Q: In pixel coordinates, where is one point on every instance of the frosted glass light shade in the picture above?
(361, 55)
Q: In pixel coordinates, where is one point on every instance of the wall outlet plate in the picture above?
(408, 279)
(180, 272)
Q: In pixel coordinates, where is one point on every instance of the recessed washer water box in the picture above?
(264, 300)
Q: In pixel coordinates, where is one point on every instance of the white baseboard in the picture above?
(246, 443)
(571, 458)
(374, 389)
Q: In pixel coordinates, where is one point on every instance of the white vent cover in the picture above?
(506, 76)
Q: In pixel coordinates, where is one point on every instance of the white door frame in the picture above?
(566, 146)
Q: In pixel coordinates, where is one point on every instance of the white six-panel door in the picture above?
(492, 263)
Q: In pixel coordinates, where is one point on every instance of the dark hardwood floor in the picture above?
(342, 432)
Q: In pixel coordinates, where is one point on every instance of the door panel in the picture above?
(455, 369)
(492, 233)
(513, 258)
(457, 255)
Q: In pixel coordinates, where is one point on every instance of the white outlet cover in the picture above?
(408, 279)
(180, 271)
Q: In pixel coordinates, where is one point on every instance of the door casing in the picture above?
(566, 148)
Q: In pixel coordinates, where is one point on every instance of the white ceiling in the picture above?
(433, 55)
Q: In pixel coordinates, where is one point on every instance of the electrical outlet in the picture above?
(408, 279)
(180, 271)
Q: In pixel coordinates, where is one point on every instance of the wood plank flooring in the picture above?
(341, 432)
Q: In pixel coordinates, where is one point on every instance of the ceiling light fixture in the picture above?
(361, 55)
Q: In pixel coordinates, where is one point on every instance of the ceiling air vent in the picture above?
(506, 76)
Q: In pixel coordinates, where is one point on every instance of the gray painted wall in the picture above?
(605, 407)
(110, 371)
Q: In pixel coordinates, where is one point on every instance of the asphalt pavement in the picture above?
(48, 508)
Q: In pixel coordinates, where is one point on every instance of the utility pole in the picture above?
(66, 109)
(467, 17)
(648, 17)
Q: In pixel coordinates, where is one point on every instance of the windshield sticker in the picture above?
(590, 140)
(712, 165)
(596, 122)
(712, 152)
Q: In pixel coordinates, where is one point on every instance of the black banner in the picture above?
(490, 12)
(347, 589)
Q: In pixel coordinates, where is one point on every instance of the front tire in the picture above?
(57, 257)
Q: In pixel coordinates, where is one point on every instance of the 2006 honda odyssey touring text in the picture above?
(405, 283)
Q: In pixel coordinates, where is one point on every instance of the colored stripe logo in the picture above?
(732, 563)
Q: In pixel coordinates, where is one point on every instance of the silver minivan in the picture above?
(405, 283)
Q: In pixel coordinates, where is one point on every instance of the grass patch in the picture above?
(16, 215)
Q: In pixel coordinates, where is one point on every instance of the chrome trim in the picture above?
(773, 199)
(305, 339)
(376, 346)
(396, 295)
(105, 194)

> [Instructions to follow]:
Transcribe all of the lines in the records precisely.

> [Final result]:
Q: In pixel coordinates, where is one point on every instance of the frosted glass light shade in the picture above?
(361, 55)
Q: In pixel coordinates, where is one point on every instance of the wall outlet plate in the picture above?
(408, 279)
(180, 272)
Q: In pixel coordinates, where is one point on every instance of the recessed washer water box in the picture above?
(264, 300)
Q: In pixel coordinates, where is one point on every instance of the white baseboard in the picture above?
(246, 443)
(571, 458)
(374, 389)
Q: In pixel coordinates, where is one point on every instance of the white vent cover in the picture above?
(506, 76)
Q: In pixel coordinates, where is one point on every instance of the white door frame in the picture above?
(566, 146)
Q: In pixel coordinates, where is one point on every instance of the white six-panel door in the picture above?
(492, 263)
Q: In pixel coordinates, where is one point on every instance of the dark hardwood floor in the picture above?
(342, 432)
Q: In pixel coordinates, where is one point on every instance of the door panel in the picture above?
(455, 369)
(492, 233)
(513, 258)
(457, 255)
Q: In pixel coordinates, where is one point on every instance of the white outlet cover in the picture above?
(408, 279)
(180, 271)
Q: In pixel coordinates, where is one point on every instance of the door casing in the picture above?
(566, 148)
Q: In pixel coordinates, where is one point on every instance of the white ceiling in the picture above?
(433, 55)
Q: In pixel coordinates, where is one point on every instance of the electrical outlet in the picture above?
(408, 279)
(180, 271)
Q: In pixel coordinates, where is one point on every instance of the wood plank flooring in the picture above?
(341, 432)
Q: In pixel coordinates, where is one point on every instance of the ceiling light fixture in the picture above?
(361, 55)
Q: In pixel coordinates, where is one point on every instance of the ceiling air vent in the picture above?
(506, 76)
Q: In pixel coordinates, where is one point on every instance of the gray painted wall in the picture above?
(605, 407)
(110, 371)
Q: In pixel coordinates, where is one point on every instance of the asphalt pavement in the picture above?
(48, 508)
Q: In pixel coordinates, where is one point on every instance of the utility pole in the picture above?
(66, 109)
(467, 17)
(648, 17)
Q: In pixel coordinates, where is one point on every instance of the windshield sticker in the picture above?
(590, 140)
(712, 165)
(596, 122)
(712, 152)
Q: In pixel coordinates, where is one point on every instance of the black banner in the picture above?
(490, 12)
(347, 589)
Q: In pixel coordinates, where is one point on every instance of the front tire in the picture above?
(57, 257)
Q: In pixel coordinates, where is one point on every instance of the 2006 honda odyssey touring text in the picture above?
(405, 283)
Q: In pixel coordinates, where is one point on every instance of the colored stripe logo in the picture above?
(732, 563)
Q: In pixel coordinates, where is one point on every instance of the silver minivan in the picture above?
(405, 283)
Q: In pixel coordinates, where is one point on every instance of the grass patch in the picture above?
(16, 215)
Q: In pixel coordinates, where is one point on every instance of the chrome trim in the picture above?
(773, 199)
(305, 339)
(376, 346)
(396, 295)
(105, 194)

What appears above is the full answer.